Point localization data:
================================
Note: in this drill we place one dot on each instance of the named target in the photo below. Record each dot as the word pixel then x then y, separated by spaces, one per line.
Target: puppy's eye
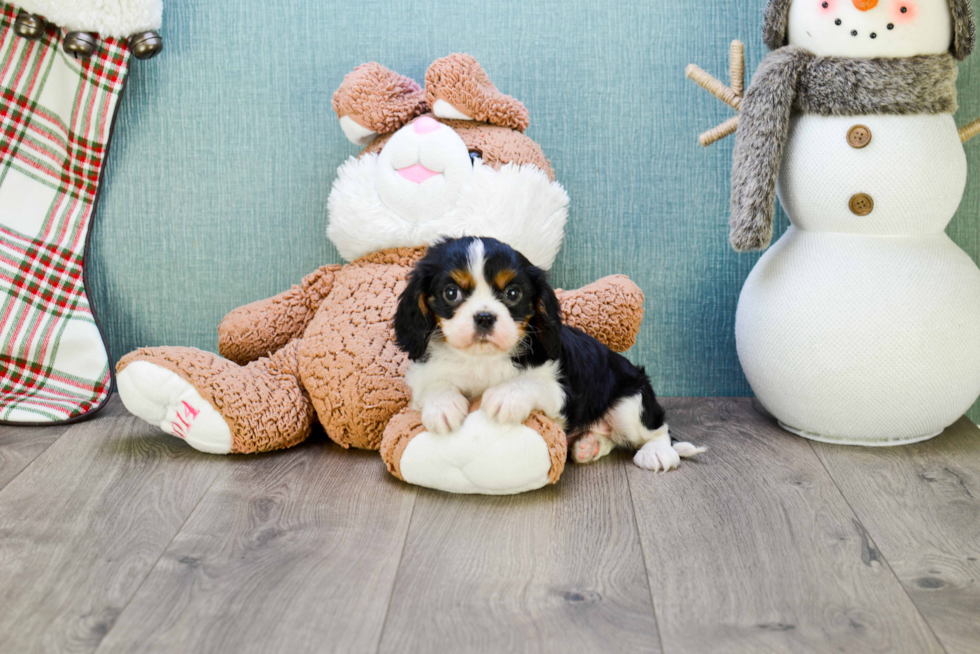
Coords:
pixel 452 294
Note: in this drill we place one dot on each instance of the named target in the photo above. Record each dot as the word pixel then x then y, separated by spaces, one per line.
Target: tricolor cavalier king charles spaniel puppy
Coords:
pixel 477 319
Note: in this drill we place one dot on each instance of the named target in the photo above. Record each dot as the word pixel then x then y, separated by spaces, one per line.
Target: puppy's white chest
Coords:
pixel 471 374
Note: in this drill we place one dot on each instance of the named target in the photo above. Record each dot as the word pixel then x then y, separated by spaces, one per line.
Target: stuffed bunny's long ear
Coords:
pixel 457 88
pixel 373 100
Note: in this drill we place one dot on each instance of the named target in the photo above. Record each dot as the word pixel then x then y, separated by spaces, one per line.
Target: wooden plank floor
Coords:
pixel 117 538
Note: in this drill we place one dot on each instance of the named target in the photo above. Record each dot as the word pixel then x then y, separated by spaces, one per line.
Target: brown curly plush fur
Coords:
pixel 459 80
pixel 324 348
pixel 378 98
pixel 343 364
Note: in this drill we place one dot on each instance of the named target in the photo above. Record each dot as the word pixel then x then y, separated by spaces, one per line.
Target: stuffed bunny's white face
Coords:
pixel 871 28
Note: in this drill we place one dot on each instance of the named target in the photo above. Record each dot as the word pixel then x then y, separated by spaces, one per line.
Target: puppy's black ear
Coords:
pixel 414 320
pixel 547 318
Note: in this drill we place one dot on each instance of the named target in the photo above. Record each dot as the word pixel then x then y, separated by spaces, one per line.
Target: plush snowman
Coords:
pixel 861 325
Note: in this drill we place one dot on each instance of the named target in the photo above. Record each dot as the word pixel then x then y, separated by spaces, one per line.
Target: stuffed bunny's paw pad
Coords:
pixel 165 399
pixel 483 457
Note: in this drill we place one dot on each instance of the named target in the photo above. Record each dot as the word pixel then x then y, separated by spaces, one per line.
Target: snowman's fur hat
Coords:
pixel 774 30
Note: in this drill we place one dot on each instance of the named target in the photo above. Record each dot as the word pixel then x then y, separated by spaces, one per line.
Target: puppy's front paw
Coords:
pixel 506 403
pixel 591 447
pixel 445 413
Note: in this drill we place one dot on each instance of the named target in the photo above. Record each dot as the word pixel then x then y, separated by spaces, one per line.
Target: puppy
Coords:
pixel 477 319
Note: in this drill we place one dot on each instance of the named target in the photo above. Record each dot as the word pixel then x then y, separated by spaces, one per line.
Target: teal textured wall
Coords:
pixel 226 146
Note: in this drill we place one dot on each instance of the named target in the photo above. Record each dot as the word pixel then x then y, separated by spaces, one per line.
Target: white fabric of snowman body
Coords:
pixel 861 325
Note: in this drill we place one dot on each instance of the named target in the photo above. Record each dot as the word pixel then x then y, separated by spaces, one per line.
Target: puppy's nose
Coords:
pixel 484 321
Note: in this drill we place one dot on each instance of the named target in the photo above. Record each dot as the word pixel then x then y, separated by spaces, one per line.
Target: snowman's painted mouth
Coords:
pixel 872 34
pixel 417 173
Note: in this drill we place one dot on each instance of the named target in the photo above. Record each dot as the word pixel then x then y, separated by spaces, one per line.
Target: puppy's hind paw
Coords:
pixel 687 450
pixel 657 456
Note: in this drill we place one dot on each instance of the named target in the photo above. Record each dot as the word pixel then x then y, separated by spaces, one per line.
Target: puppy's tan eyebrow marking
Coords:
pixel 504 277
pixel 464 279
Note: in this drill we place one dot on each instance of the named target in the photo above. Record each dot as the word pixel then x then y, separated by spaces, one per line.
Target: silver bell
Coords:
pixel 146 45
pixel 80 45
pixel 30 26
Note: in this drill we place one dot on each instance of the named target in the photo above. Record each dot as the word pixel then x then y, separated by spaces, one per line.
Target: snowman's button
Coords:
pixel 861 204
pixel 858 136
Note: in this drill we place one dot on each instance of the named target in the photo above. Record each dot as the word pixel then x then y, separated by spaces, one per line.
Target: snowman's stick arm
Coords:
pixel 730 95
pixel 727 128
pixel 970 130
pixel 736 64
pixel 713 86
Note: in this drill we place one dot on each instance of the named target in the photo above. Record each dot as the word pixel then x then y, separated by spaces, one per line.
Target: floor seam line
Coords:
pixel 643 557
pixel 34 460
pixel 398 569
pixel 847 501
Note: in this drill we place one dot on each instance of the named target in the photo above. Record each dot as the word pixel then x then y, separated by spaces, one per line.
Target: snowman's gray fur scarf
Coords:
pixel 792 80
pixel 964 29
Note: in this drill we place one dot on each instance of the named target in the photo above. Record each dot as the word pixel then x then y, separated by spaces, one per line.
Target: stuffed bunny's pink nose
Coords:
pixel 424 125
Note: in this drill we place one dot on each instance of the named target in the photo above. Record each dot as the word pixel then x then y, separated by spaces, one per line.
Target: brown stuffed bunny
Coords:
pixel 449 160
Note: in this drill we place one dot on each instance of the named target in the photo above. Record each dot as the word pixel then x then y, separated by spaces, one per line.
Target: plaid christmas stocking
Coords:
pixel 56 116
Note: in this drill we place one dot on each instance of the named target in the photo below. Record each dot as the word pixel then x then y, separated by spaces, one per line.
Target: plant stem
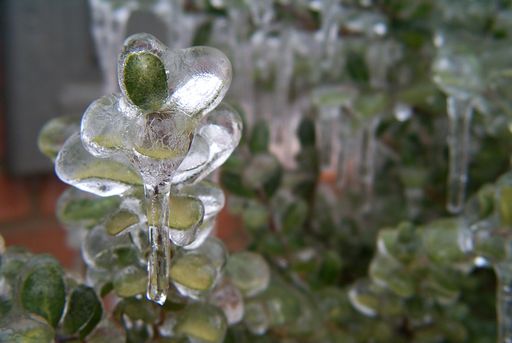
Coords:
pixel 157 206
pixel 460 112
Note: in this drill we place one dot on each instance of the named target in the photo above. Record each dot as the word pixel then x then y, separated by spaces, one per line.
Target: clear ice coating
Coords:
pixel 164 134
pixel 456 71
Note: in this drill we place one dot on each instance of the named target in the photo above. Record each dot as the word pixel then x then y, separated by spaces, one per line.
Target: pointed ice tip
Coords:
pixel 156 297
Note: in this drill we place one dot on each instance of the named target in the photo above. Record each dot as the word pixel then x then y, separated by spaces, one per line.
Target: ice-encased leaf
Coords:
pixel 76 208
pixel 120 221
pixel 104 126
pixel 83 312
pixel 55 132
pixel 192 274
pixel 100 250
pixel 201 234
pixel 42 289
pixel 142 74
pixel 210 194
pixel 222 130
pixel 186 214
pixel 199 77
pixel 160 143
pixel 145 80
pixel 228 298
pixel 128 214
pixel 130 281
pixel 202 323
pixel 196 271
pixel 195 161
pixel 103 177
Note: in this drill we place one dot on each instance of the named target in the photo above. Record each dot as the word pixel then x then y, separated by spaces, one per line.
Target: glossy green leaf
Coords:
pixel 83 312
pixel 43 291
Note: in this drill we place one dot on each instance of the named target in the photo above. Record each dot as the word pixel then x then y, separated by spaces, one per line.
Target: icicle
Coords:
pixel 460 111
pixel 368 161
pixel 157 207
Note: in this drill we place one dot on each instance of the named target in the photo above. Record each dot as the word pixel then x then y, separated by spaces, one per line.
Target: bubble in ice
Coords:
pixel 104 177
pixel 55 133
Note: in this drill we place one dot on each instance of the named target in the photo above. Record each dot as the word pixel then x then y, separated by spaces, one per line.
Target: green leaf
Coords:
pixel 356 67
pixel 260 137
pixel 137 309
pixel 193 271
pixel 25 329
pixel 83 311
pixel 263 173
pixel 295 216
pixel 186 212
pixel 202 323
pixel 55 132
pixel 145 80
pixel 233 183
pixel 120 221
pixel 130 281
pixel 43 290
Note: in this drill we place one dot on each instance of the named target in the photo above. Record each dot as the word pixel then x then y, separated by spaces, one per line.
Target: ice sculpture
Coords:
pixel 165 132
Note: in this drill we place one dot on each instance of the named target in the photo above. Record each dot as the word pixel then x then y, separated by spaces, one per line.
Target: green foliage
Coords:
================================
**Task:** Omit every picture while printing the data word for word.

**Result for this exercise:**
Note: in this drill we place one dot on each instance of the named target in the photo below. Record each dot as the word pixel then x then y, separated by spaces, one per line.
Target: puppy's eye
Coords:
pixel 452 294
Note: in this drill we place one dot on each instance of the named target in the photo above. Record each dot as the word pixel then x then y, separated by spaces, one per line.
Target: tricolor cavalier king charles spaniel puppy
Coords:
pixel 477 319
Note: in this drill we place one dot on each instance of the named target in the photo above. Record each dot as the word pixel then x then y, separated by spaces, one per line.
Target: puppy's white chest
Coords:
pixel 471 374
Note: in this drill we place one dot on each instance of the named target in the photo above. Record each dot as the word pixel then x then y, separated by spaces, one per line.
Target: stuffed bunny's long ear
Coords:
pixel 457 88
pixel 373 100
Note: in this drill we place one dot on each instance of the named target in the photo above. Record each dot as the word pixel then x then y, separated by spaces, one per line.
Target: wooden plank floor
Coords:
pixel 117 538
Note: in this drill we place one dot on each instance of the named target in the photo above. Record each dot as the word pixel then x then y, separated by spaces, one per line.
Target: brown curly plush fur
Coords:
pixel 459 80
pixel 324 348
pixel 378 98
pixel 343 364
Note: in this drill we place one dot on each instance of the named target in the photo above. Record each dot as the word pixel then x then y, separated by spaces, one per line.
Target: stuffed bunny's white face
Coords:
pixel 871 28
Note: in this drill we place one dot on each instance of the named target in the photo above. Record each dot as the word pixel then x then y, separated by spaces, one per line.
Target: puppy's black ear
Coords:
pixel 414 320
pixel 547 318
Note: in this drill we place one dot on each instance of the named target in the photo above. Record each dot as the word pixel then x then y, separated by spaces, one per line.
Target: plush snowman
Coords:
pixel 861 325
Note: in this drill we place one dot on each instance of the named target in the photo above. Record each dot as the word pixel then x then y, separated by spaces, one per line.
Target: stuffed bunny's paw pad
Coords:
pixel 165 399
pixel 483 457
Note: in this drill we place one dot on each instance of the named target in the photo above. Record each dot as the word pixel then x then y, separated by spaces, one per line.
Target: snowman's fur hat
Coords:
pixel 774 30
Note: in this drill we place one dot on each instance of the named target in the photo above. Record each dot as the word pixel then x then y, separated by spaces, one per line.
Target: puppy's front paw
Coords:
pixel 506 403
pixel 591 447
pixel 445 413
Note: in this drill we place one dot on each instance of the named target in the photo above. Record each dot as the word pixel then x then y, separated by spaces, one per line.
Target: puppy
Coords:
pixel 477 319
Note: in this drill we place one dot on each instance of the named target in the photo above. Record each dot as the word pixel then x then y, separated by spaces, one per line.
Target: teal textured wall
Coords:
pixel 226 146
Note: in this drill we place one dot on each instance of the named target in the photo above. Record each dot as the word pixel then x then y, separated by spaces, one per line.
Target: white fabric of snowman body
Coords:
pixel 861 325
Note: in this drill we place one dot on each instance of the named target in the photo above. Record each dot as the word pixel then x then y, separated by spaces, one per line.
Target: puppy's nose
Coords:
pixel 484 321
Note: in this drill we place one dot on each instance of the named target in the photo above. Record each dot as the word pixel then x then y, separated by spaces, one per line.
Target: snowman's painted mouth
Coords:
pixel 872 34
pixel 417 173
Note: in this drill we place one dot on each instance of the named target in the photo above. Record each dot as the word pixel then x then y, separated by spaces, one per line.
Target: puppy's hind paw
Coords:
pixel 687 450
pixel 657 456
Note: in this drill we place one dot on each instance of the named target in the photo above. Record each dot as the word pixel then x then y, separated by spaces, one per line.
Target: puppy's tan eyebrow marking
Coords:
pixel 504 277
pixel 464 279
Note: in this drill we place one dot on each instance of the named target in the photo above. Record each dot as the word pixel then x then y, separated by spaces, one per line.
Target: silver bell
Coords:
pixel 146 45
pixel 80 45
pixel 30 26
Note: in this drill we place one dot on each instance of the named target in the photo above. Record each dot as the word pixel then x then y, separated by spaces, one per line.
Target: snowman's button
Coords:
pixel 861 204
pixel 858 136
Note: in this drill we place one dot on each instance of the named target in the photo above. Record each dot as the word pixel then x then y, separated by spaces, one per line.
Target: snowman's stick arm
Coords:
pixel 730 95
pixel 727 128
pixel 970 130
pixel 736 64
pixel 713 86
Note: in this drill we place one dot on each instance of the named target in the photo above. Record each dot as the word pixel then x then y, separated by spaces, one per line.
Target: floor seam line
Coords:
pixel 643 557
pixel 34 460
pixel 398 569
pixel 847 501
Note: in this drill we place one dot on each instance of the named target in the photo above. Record each dot as the word pixel then x then y, separated by spaces, one per line.
Target: snowman's gray fur scarf
Coords:
pixel 792 80
pixel 964 29
Note: in this drill we place one dot on each instance of the named target in the photo above. Record each dot as the word pixel then x then y, separated by spaces, one per line.
Target: stuffed bunny's pink nose
Coords:
pixel 424 125
Note: in this drill we place one dot on each instance of the named target in the photo above. Record each dot as the word pixel then x then y, separated by spaces, one per line.
Target: brown stuffed bunny
Coords:
pixel 449 160
Note: in this drill we place one dot on each instance of the named target in the photo above. Record each dot as the word pixel then x then y, separated by spaces, one per line.
Target: plaid christmas stocking
Coords:
pixel 56 116
Note: in this drill we place one dot on each instance of the named target in the photo below. Record each dot as the word pixel then x then y, separated by spaces, one per line.
Target: plant stem
Coords:
pixel 157 206
pixel 460 112
Note: in this drill we place one dot on each instance of the named target in the photo above. Record each dot as the word pixel then x then y, separated by spaces, one per line.
Target: clear ice coating
Coords:
pixel 164 134
pixel 456 71
Note: in this drill we place one dot on each instance of the named target in the photo above. Record each dot as the word pixel then x then y, separated by spaces, one per line.
Target: pointed ice tip
Coords:
pixel 156 297
Note: in this drill we place one dot on each instance of the named target in the photo above. Record each dot as the word pixel then x then y, separated by spaces, one per line.
Target: ice-encased leaf
Coords:
pixel 76 208
pixel 120 221
pixel 104 126
pixel 83 312
pixel 55 132
pixel 192 274
pixel 100 250
pixel 201 234
pixel 42 289
pixel 142 74
pixel 210 194
pixel 222 130
pixel 186 214
pixel 199 77
pixel 160 143
pixel 145 80
pixel 228 298
pixel 128 214
pixel 130 281
pixel 202 323
pixel 196 271
pixel 195 161
pixel 103 177
Note: in this drill we place one dot on each instance of the named target in the photo above. Record each dot as the word pixel then x then y, separated by spaces, one per line.
Target: glossy green leaf
Coords:
pixel 83 312
pixel 43 291
Note: in this drill we place one dot on each instance of the named target in the photo above. Record each dot as the word pixel then x then y, separated by spaces, one per line.
Target: icicle
Coords:
pixel 460 111
pixel 368 161
pixel 157 207
Note: in this drill we place one dot on each instance of the named target in the photo above. Record each dot as the word pixel then x then y, separated by spaces, one per line.
Target: bubble in ice
Coords:
pixel 104 177
pixel 55 133
Note: in this drill we place one dot on each instance of the named target in the photo above. Record each dot as the word pixel then x then y, separated by spaces, one per line.
Target: green leaf
Coords:
pixel 356 67
pixel 260 137
pixel 137 309
pixel 193 271
pixel 25 329
pixel 83 311
pixel 263 173
pixel 295 216
pixel 186 212
pixel 202 323
pixel 55 132
pixel 145 80
pixel 233 183
pixel 120 221
pixel 130 281
pixel 43 290
Note: in this drill we place one dot on each instance of the named target in the photo above. Record each dot as the word pixel then x then y, separated by spaces, one per line.
Target: ice sculpture
Coords:
pixel 165 132
Note: in this drill we place one dot on each instance of the named target in the photo above. Record each dot as the word pixel then x then y, separated by spaces, one per line.
Target: green foliage
Coords:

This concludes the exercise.